Given information:
##############################

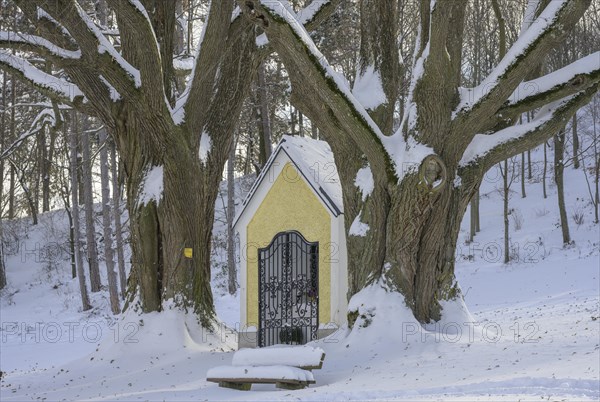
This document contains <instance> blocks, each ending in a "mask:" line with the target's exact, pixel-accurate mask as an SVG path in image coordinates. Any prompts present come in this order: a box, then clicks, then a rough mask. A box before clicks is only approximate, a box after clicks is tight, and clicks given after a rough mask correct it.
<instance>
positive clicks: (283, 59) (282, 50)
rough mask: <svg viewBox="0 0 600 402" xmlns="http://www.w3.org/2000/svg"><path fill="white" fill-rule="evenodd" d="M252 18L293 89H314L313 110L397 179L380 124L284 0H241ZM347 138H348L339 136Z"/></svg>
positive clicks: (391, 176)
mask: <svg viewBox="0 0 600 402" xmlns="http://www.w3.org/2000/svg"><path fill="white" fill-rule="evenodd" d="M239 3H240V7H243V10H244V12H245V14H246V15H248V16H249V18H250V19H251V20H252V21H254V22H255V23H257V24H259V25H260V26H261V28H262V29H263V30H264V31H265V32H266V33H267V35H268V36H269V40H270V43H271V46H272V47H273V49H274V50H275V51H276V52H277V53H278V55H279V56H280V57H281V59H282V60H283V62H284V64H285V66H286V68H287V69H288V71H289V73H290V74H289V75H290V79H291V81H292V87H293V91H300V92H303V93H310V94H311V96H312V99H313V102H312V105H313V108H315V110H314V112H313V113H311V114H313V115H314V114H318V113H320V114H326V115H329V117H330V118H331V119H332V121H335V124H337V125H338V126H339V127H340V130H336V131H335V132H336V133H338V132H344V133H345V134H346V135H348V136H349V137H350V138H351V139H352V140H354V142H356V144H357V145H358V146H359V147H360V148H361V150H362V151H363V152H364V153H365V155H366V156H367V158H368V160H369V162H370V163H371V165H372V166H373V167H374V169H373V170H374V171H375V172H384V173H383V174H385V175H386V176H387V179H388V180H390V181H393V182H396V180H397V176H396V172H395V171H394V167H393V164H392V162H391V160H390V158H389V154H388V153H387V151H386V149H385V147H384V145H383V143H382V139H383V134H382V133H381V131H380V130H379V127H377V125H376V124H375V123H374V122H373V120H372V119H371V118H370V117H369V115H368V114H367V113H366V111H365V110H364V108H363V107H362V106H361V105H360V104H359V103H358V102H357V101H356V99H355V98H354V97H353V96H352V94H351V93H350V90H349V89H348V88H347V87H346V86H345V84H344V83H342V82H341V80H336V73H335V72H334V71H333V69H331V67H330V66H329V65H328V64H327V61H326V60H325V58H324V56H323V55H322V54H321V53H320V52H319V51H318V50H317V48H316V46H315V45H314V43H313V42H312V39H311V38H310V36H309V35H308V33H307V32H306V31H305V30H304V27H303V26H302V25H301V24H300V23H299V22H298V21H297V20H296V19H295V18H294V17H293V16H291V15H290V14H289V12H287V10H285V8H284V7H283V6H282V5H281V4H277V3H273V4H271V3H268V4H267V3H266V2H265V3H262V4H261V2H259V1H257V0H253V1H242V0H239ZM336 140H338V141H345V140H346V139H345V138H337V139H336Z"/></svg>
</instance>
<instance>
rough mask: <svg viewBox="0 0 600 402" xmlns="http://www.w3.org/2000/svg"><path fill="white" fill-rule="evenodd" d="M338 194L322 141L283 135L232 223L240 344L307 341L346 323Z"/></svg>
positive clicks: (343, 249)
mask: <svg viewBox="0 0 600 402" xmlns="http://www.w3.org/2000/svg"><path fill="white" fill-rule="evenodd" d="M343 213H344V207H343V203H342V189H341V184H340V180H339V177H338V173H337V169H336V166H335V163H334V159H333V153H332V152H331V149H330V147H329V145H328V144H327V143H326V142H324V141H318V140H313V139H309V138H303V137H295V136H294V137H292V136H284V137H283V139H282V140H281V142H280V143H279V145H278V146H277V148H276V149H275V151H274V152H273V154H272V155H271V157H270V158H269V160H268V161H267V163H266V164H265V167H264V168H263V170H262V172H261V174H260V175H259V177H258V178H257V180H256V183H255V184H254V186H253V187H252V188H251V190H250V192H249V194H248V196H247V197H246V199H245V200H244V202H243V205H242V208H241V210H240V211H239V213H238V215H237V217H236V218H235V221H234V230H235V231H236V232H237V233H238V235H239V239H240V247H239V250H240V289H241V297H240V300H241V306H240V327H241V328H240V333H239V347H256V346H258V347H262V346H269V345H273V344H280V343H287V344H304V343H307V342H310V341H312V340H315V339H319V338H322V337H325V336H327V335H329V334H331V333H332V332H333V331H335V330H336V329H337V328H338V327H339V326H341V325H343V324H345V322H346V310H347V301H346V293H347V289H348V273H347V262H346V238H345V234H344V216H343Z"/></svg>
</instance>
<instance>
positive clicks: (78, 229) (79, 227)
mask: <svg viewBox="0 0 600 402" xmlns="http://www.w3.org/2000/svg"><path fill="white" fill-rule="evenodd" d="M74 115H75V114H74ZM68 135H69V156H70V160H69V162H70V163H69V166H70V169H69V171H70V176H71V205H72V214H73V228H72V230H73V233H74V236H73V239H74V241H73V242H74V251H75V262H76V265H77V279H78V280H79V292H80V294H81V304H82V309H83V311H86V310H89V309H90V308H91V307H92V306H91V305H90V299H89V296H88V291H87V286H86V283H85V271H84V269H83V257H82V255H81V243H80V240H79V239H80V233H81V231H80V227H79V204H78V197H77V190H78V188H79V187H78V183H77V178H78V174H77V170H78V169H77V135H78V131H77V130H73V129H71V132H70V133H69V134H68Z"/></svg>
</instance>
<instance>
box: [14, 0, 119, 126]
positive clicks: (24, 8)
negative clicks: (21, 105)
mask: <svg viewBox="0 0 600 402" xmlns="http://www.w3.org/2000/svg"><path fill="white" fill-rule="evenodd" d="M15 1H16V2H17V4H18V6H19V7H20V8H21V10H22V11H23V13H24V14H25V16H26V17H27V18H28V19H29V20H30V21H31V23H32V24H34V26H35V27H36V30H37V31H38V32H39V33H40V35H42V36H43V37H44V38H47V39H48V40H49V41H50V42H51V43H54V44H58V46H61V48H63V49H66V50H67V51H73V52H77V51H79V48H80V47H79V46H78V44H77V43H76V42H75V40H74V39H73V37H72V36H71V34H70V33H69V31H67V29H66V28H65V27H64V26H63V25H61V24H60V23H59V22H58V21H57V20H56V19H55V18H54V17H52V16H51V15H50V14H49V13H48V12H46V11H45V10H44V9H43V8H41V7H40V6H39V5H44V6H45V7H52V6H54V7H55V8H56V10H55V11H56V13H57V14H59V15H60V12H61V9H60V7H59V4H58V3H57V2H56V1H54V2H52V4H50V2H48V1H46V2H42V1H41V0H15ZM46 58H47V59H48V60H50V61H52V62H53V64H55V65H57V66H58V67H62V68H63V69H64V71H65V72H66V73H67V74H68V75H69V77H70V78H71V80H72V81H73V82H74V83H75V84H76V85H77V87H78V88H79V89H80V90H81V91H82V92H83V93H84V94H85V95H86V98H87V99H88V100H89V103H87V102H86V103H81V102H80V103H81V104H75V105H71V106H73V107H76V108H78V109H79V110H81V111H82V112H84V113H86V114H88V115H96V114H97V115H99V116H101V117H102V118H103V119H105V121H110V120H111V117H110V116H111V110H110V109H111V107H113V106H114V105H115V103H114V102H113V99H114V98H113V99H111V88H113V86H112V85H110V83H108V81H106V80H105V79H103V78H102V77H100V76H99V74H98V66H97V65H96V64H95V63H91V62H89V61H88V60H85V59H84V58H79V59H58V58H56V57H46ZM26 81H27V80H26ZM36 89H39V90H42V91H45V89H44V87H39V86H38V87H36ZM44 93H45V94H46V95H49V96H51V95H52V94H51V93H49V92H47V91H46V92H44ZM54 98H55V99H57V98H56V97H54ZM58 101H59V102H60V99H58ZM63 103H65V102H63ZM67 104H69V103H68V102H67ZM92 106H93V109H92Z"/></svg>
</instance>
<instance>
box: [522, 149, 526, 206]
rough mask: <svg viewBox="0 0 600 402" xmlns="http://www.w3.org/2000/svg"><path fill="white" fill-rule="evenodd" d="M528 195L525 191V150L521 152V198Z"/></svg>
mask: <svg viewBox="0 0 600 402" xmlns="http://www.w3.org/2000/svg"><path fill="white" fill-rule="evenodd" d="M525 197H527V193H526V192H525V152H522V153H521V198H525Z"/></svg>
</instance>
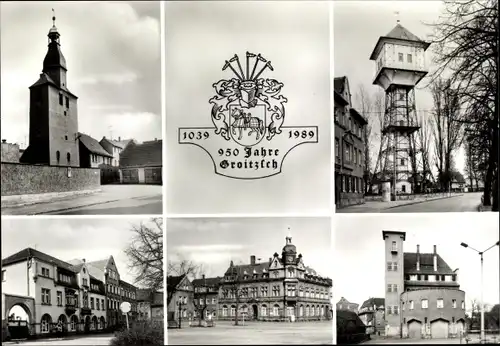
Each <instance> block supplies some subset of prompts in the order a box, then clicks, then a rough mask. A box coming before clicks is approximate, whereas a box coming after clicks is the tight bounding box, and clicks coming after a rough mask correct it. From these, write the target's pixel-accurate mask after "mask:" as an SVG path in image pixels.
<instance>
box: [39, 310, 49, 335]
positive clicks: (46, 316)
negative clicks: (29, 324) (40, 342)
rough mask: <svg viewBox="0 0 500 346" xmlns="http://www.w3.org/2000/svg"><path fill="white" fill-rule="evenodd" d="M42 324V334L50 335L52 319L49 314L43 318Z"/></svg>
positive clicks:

##############################

Aim of the exercise:
Extract every line of the items above that contains the word "positive".

Answer box:
positive clicks: (283, 59) (282, 50)
positive clicks: (391, 176)
positive clicks: (343, 249)
positive clicks: (78, 229) (79, 227)
positive clicks: (24, 8)
positive clicks: (46, 316)
positive clicks:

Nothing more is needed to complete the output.